* Texte fourni
⁂

Tout champ culturel est un espace plus ou moins autonome de relations sociales où les acteurs se trouvent en compétition les uns avec les autres. Le cœur de cette compétition porte fondamentalement sur la nature même du champ : chaque producteur prétend – avec ou sans succès – à la légitimité de sa production. Ce qui signifie que chaque agent porte avec lui une certaine conception de ce que devrait être ce champ. Dès lors, dans un état donné du champ, on distingue entre des formes légitimes ou hégémoniques de production et d’autres : non-légitimes, marginales. Moi-même, lorsque j’écris ce papier, j’occupe une certaine place, certes négligeable prise individuellement, dans le champ de la production vidéoludique ; une place porteuse d’une certaine idée de ce que devrait être ce champ et portée par mon activité elle-même.

Enfin, un champ est plus ou moins autonome dans la société. Plus son autonomie est grande, plus les critères de légitimation à l’intérieur de celui-ci seront indépendants de ceux d’autres champs adjacents ou de l’ensemble de la société. Les critères intérieurs confinent à la reconnaissance par les membres de ce champ même ; les critères extérieurs de succès seront par exemple, le nombre de ventes, d’entrées, reconnaissances et titres extérieurs, etc. Une autonomie totale d’un champ signifierait son indépendance intégrale par rapport aux lois du marché ; à l’inverse, sa totale hétéronomie signerait la disparition du champ en question en tant que tel. L’autonomie plus ou moins grande du champ est donc elle-même un enjeu intérieur au champ considéré.

Précisons qu’un champ est une réalité dynamique et conflictuelle. Dynamique car conflictuelle. Où les positions de chacun sont relatives à l’état du champ à un moment T.

Pour revenir au travail de Keogh, on dira alors que le champ de la production vidéoludique est « un lieu de lutte où ce qui est en jeu, c’est le pouvoir d’imposer la définition dominante de ce qu’est un créateur de jeu vidéo et de délimiter la population de ceux autorisés à prendre part à la lutte pour définir le producteur de jeu vidéo légitime ». Keogh remarque que le champ de la production vidéoludique se trouve dans un état en apparence paradoxal : la valeur culturelle de ses productions est plus ou moins reconnue, mais le caractère proprement culturel de ses méthodes de production n’est lui pas ou peu reconnu. Pour le dire simplement : la plupart des individus (même à l’intérieur de ce champ !) ont tendance à réduire la production vidéoludique à son industrie.

⁂

* Consigne 1
Répondez aux questions suivantes d'après le texte fourni.
(a) Selon le texte fourni, que signifierait la totale hétéronomie d'un champ ?
(b) Quels exemples de critères extérieurs de succès y sont donnés ?
(c) À quoi la plupart des individus ont-ils tendance à réduire la production vidéoludique ?

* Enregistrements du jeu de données
⁂

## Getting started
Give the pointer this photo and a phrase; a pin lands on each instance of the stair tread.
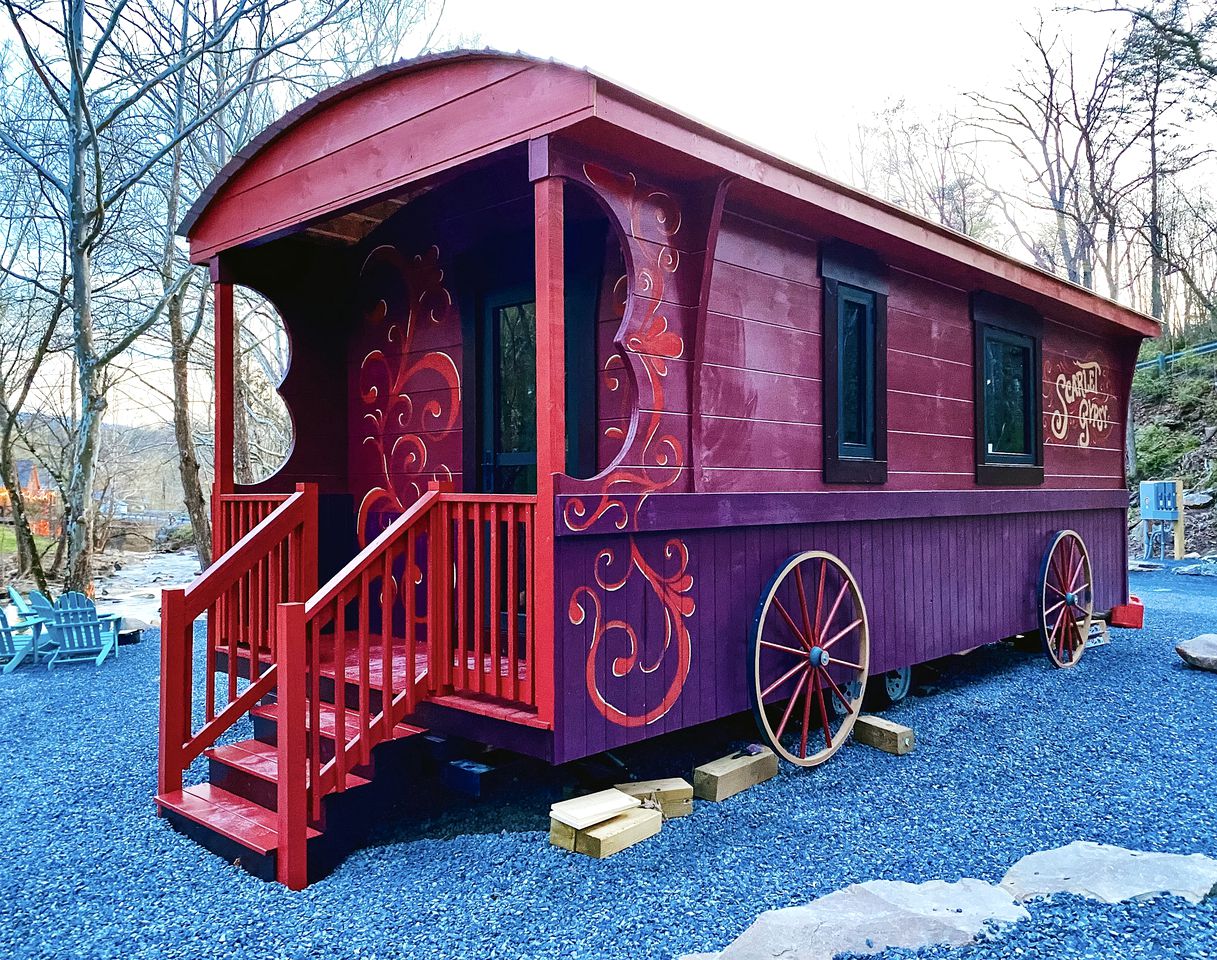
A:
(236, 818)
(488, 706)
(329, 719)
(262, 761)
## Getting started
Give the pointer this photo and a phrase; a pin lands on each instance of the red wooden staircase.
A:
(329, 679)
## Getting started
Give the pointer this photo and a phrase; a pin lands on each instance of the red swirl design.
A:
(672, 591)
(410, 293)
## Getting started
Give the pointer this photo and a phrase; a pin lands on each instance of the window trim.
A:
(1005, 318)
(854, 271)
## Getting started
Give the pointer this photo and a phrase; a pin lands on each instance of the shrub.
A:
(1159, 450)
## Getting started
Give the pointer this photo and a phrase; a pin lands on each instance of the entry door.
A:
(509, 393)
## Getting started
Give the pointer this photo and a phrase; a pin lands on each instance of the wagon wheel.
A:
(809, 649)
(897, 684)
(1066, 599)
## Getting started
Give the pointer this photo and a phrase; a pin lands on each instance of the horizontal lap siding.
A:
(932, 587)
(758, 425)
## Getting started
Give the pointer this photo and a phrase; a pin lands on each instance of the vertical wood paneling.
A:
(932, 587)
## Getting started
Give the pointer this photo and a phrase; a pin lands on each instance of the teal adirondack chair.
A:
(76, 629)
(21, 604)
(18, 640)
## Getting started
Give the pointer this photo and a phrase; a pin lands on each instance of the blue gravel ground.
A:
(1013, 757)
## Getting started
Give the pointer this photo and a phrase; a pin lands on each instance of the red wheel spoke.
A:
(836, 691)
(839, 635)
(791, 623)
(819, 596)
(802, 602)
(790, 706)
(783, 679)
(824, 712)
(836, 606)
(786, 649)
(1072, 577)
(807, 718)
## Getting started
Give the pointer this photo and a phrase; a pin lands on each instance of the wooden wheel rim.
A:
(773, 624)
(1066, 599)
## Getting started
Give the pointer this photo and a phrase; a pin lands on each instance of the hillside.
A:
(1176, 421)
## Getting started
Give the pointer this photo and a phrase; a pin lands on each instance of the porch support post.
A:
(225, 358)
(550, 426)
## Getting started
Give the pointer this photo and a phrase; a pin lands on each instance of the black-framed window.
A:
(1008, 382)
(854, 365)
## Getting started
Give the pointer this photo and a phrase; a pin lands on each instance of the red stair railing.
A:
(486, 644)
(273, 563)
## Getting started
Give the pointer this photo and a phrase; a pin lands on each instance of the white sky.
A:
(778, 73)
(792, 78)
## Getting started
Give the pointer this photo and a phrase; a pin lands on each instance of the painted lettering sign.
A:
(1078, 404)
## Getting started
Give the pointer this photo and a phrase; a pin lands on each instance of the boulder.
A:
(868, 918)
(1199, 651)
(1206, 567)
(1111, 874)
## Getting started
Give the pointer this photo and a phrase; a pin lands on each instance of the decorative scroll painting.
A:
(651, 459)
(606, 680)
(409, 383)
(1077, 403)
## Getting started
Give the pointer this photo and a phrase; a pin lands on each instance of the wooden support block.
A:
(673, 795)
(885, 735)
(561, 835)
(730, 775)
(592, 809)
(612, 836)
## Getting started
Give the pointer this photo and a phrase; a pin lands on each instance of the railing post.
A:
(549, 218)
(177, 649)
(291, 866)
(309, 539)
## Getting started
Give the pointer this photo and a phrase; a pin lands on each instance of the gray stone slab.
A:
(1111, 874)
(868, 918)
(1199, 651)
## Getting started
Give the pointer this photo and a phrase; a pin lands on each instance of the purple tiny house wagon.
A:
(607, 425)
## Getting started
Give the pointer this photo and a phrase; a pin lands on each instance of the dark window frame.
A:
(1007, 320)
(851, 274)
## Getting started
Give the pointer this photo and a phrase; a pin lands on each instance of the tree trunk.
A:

⁂

* Consigne 2
Extrayez du listing, sans aucune modification, le passage qui va du début du listing jusqu'à la ligne contenant « (1176, 421) », ces deux bornes comprises. Omettez les images dans votre réponse.

* Réponse 1
(a) La disparition du champ en question en tant que tel.
(b) Le nombre de ventes, d'entrées, reconnaissances et titres extérieurs.
(c) À son industrie.

* Réponse 2
## Getting started
Give the pointer this photo and a phrase; a pin lands on each instance of the stair tread.
A:
(236, 818)
(488, 706)
(329, 719)
(262, 761)
## Getting started
Give the pointer this photo and a phrase; a pin lands on each instance of the red wooden staircase.
A:
(329, 679)
## Getting started
Give the pointer this photo and a phrase; a pin lands on each instance of the red swirl design.
A:
(672, 591)
(410, 293)
## Getting started
Give the pointer this photo and a phrase; a pin lands on each instance of the window trim.
A:
(1005, 318)
(854, 271)
## Getting started
Give the pointer this photo and a phrase; a pin lands on each instance of the shrub.
A:
(1159, 450)
## Getting started
Give the pointer this photo and a phrase; a pin lands on each instance of the entry door.
A:
(509, 393)
## Getting started
Give the pointer this photo and a phrase; a pin lands on each instance of the wagon wheel.
A:
(809, 649)
(897, 684)
(1066, 599)
## Getting started
Give the pointer this photo and a phrase; a pin lands on each instance of the horizontal lap siding.
A:
(932, 587)
(758, 425)
## Getting started
Give the pointer this photo and a phrase; a pin lands on each instance of the vertical wood paneling.
A:
(932, 587)
## Getting started
Give the pointer this photo and a phrase; a pin lands on each instance of the teal adirondack chair.
A:
(76, 629)
(21, 604)
(18, 640)
## Getting started
Give the pointer this photo and a phrase; a pin lands on each instance of the blue gravel ground.
A:
(1013, 757)
## Getting started
Give the pointer this photo and a phrase; a pin lands on each instance of the red wheel spoke.
A:
(836, 691)
(839, 635)
(791, 623)
(819, 596)
(802, 602)
(790, 706)
(783, 679)
(824, 712)
(836, 606)
(786, 649)
(1072, 577)
(807, 718)
## Getting started
Give the pointer this photo and a phrase; a pin lands on each instance of the wooden wheel rim.
A:
(773, 624)
(1066, 599)
## Getting started
Give the pointer this photo and a phrase; a pin lands on each instance of the hillside.
A:
(1176, 421)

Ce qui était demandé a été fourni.